Filter these entries so that only lines with the word "below" remain.
———
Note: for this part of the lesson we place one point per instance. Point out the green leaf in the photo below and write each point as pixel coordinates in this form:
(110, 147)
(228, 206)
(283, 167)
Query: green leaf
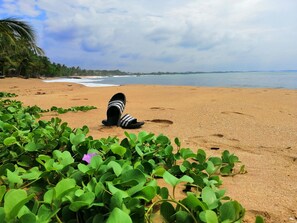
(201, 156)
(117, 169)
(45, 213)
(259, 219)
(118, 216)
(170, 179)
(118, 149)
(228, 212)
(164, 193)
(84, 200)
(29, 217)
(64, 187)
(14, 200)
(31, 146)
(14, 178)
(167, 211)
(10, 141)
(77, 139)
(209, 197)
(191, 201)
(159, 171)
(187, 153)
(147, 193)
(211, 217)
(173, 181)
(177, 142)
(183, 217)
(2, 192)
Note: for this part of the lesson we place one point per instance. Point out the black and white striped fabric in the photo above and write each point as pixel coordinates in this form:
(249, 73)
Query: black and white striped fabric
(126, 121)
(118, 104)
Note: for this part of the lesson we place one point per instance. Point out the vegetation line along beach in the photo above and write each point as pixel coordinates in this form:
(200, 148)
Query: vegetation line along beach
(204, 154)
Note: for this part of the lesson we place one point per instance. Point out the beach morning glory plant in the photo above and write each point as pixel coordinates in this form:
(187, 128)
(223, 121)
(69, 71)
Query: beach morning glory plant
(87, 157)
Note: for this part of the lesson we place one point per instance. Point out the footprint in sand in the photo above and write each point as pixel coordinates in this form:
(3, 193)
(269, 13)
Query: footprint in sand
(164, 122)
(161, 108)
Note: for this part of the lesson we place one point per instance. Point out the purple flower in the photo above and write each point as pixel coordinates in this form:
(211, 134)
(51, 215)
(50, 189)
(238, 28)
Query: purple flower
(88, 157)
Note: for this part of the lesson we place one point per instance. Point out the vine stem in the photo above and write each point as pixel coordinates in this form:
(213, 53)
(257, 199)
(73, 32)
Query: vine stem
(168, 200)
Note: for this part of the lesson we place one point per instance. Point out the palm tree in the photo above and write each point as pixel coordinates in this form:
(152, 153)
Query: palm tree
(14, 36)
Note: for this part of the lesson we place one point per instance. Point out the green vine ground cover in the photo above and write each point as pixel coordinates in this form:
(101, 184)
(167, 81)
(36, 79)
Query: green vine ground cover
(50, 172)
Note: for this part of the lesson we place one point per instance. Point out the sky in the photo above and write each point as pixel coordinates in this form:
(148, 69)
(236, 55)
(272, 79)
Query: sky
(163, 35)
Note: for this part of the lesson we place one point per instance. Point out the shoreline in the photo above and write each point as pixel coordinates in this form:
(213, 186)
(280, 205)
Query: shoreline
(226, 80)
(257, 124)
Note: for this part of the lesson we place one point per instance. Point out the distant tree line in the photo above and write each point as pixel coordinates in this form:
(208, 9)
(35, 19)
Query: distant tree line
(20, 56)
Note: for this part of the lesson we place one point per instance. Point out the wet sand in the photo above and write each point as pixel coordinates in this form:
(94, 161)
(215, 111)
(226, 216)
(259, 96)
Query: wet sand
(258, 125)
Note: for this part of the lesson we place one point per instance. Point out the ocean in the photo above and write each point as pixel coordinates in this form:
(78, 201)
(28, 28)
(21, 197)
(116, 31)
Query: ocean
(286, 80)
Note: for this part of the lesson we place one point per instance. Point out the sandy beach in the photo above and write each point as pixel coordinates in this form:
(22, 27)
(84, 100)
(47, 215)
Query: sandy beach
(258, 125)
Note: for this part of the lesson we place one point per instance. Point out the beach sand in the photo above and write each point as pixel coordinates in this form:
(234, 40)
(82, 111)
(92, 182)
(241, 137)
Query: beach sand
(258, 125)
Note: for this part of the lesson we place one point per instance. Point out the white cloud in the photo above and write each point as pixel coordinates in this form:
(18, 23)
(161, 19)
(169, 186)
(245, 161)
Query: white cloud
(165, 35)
———
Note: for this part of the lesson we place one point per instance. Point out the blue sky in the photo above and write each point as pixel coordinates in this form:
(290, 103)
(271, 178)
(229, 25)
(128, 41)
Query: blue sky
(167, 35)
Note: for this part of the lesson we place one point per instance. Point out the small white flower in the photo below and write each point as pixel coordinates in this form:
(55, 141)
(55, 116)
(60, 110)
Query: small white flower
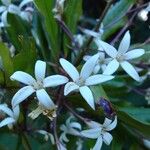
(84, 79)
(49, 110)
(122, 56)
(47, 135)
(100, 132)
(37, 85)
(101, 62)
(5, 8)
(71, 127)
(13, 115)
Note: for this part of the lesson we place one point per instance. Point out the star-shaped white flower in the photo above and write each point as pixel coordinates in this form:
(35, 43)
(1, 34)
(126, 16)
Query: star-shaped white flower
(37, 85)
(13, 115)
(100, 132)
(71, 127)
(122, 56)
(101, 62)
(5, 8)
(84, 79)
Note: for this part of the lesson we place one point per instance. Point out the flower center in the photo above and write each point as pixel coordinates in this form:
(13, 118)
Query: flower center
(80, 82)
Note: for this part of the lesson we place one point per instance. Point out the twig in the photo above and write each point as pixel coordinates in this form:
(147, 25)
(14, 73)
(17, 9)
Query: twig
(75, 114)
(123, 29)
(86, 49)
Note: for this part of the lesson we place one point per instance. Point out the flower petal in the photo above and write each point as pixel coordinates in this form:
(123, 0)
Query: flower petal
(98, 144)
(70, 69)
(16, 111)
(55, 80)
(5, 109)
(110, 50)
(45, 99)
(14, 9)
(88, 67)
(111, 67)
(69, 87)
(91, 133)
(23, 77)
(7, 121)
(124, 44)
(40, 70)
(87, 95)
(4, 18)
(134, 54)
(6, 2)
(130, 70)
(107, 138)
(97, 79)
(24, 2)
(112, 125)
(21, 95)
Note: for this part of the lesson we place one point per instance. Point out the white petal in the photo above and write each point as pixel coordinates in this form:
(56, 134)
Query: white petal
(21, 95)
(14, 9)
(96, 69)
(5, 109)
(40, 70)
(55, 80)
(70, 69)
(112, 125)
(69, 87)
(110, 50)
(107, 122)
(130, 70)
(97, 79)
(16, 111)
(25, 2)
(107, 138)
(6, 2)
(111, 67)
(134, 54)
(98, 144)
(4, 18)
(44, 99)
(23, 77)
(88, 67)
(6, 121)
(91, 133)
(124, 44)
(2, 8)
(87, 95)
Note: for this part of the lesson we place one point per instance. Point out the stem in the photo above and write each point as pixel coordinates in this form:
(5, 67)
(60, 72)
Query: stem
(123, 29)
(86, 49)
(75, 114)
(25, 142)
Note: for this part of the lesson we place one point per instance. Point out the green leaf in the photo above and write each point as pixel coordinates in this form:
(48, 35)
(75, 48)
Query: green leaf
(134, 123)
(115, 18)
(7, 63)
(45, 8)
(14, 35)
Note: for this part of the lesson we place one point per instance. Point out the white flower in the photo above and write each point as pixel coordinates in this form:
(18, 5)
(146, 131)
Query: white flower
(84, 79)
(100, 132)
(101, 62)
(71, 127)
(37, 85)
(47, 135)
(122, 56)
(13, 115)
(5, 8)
———
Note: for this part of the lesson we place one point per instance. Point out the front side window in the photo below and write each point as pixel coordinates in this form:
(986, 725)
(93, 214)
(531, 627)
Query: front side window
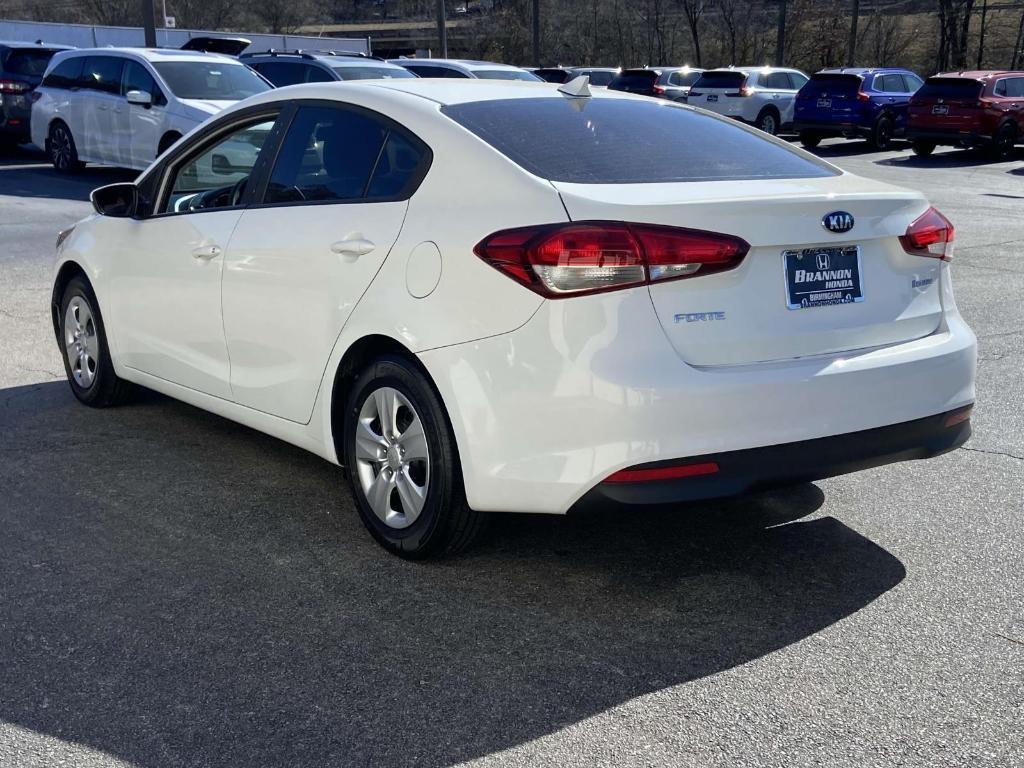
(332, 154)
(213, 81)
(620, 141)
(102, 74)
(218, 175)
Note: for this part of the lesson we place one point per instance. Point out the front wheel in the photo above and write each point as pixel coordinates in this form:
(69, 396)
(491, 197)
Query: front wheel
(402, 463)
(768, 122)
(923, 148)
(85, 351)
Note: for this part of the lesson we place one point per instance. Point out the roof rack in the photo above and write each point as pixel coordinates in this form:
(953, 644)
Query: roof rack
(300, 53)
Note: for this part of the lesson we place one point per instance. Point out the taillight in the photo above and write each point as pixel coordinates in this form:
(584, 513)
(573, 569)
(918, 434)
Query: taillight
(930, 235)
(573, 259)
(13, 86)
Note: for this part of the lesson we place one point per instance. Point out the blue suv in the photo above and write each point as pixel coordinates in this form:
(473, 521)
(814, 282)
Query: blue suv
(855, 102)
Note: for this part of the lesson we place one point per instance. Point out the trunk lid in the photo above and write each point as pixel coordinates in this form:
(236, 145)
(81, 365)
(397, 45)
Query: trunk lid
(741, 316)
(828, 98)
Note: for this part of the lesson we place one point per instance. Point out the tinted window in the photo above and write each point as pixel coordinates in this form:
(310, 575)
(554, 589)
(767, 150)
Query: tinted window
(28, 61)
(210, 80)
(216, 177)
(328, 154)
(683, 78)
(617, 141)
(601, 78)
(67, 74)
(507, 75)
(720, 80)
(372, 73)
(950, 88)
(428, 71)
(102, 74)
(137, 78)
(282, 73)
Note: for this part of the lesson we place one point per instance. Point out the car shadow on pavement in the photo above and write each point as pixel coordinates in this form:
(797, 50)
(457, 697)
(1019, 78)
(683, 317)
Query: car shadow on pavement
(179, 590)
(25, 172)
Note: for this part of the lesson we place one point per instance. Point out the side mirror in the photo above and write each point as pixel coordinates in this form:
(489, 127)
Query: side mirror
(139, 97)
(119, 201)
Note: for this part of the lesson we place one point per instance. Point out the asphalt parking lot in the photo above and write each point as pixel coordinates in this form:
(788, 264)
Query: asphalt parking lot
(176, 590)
———
# SOLUTION
Note: for this part of the lesson we place one point per instance. Point out the green leaf in the photo below and write each point as pixel coordinates in this form:
Note: for this part of the lesson we place one point per instance. Point out the small white flower in the photo below and write each point as pixel coordinates in this form:
Note: for this part of the lesson we place one point per instance. Point out the front side window in the photo below and write each point as pixel coordinates in this form:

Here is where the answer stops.